- **SOURCE**:

Monday, December 29, 2008

Good work if you can get it: Rosa's Photo Corner on Houston Press

Friend, music editor, and all-around nice guy Chris Gray gave me a "job". While it only pays in gratitude, at least it's good incentive to develop quicker. Here is the third installment of Rosa's Photo Corner.

Saturday, December 27, 2008

Controlling chemical temperature in your photolab/kitchen sink

I'm working on a little experiment. It's been a few days of wet, warm, dreary weather (for Christmas). It's been in the 70s with 100% humidity since the 23rd. Cooler weather will prevail later tonight, but my chemicals have been stewing on the kitchen counter and are clocking in tonight at 76 degrees fahrenheit.

Instead of playing with my frozen plastic cubes, I'm conducting this one-time experiment for all of us home developers living in balmy climes: How long will it take to reduce 32 oz. of liquid from 76 degrees down to 68 degrees (the temperature of my tap water at the moment) in the fridge (39 degrees)? Drum roll please...

- **DIRECTION A**: Rewrite the blog post paragraph beginning "I'm working on a little experiment" as a short list that keeps its main facts.

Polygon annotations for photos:
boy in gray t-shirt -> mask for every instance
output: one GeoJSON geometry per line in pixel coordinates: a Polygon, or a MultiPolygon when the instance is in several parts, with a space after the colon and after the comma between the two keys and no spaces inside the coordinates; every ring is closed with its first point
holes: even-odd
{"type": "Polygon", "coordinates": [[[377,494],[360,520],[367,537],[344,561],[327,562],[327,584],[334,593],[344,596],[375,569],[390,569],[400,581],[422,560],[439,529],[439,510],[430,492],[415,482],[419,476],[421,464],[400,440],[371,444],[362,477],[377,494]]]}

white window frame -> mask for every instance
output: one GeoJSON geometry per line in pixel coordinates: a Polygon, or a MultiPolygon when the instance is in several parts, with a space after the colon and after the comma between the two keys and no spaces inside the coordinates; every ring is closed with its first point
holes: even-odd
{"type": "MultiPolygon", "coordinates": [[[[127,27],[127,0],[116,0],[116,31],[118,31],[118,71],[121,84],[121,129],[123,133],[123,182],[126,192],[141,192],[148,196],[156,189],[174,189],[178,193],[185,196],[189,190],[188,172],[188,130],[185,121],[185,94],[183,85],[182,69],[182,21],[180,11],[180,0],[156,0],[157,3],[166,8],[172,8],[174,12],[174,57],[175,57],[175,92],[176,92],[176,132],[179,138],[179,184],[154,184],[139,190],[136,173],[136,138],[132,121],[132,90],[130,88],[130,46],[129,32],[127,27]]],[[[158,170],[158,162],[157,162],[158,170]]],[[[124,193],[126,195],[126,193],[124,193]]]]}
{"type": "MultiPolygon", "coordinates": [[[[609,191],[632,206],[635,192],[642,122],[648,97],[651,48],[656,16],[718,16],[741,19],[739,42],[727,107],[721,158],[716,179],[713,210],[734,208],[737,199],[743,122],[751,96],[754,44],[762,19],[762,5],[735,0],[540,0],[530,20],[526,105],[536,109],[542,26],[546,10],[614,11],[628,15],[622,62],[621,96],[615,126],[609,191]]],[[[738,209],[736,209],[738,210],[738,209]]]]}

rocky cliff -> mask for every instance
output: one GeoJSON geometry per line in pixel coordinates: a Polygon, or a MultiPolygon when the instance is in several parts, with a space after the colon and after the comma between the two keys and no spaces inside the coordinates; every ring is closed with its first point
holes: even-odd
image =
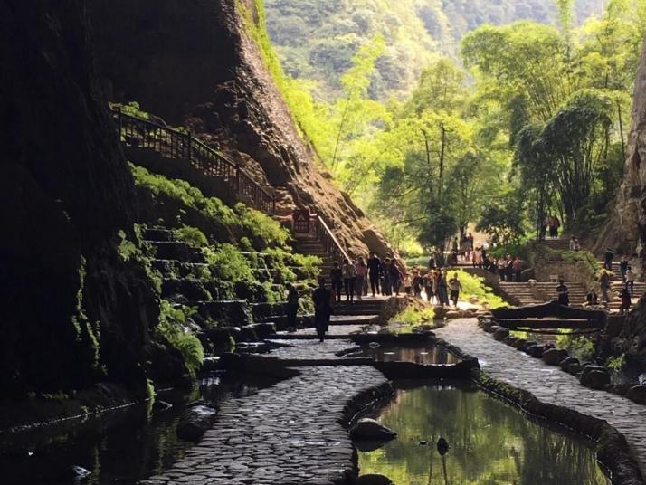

- **DIRECTION B**: Turn the lines of the records from the one containing "rocky cliff -> mask for every instance" through the end of the records, inclusive, into a Markdown table with the columns Row and Line. Leave out blank lines and the picture.

- **FULL RESPONSE A**:
- The writer is working on a small experiment.
- The weather has been wet, warm and dreary for a few days over Christmas.
- Since the 23rd it has been in the 70s with 100% humidity.
- Cooler weather is expected later tonight.
- The chemicals have been sitting on the kitchen counter and measure 76 degrees Fahrenheit tonight.

- **FULL RESPONSE B**:
| Row | Line |
|---|---|
| 1 | rocky cliff -> mask for every instance |
| 2 | output: one GeoJSON geometry per line in pixel coordinates: a Polygon, or a MultiPolygon when the instance is in several parts, with a space after the colon and after the comma between the two keys and no spaces inside the coordinates; every ring is closed with its first point |
| 3 | holes: even-odd |
| 4 | image = |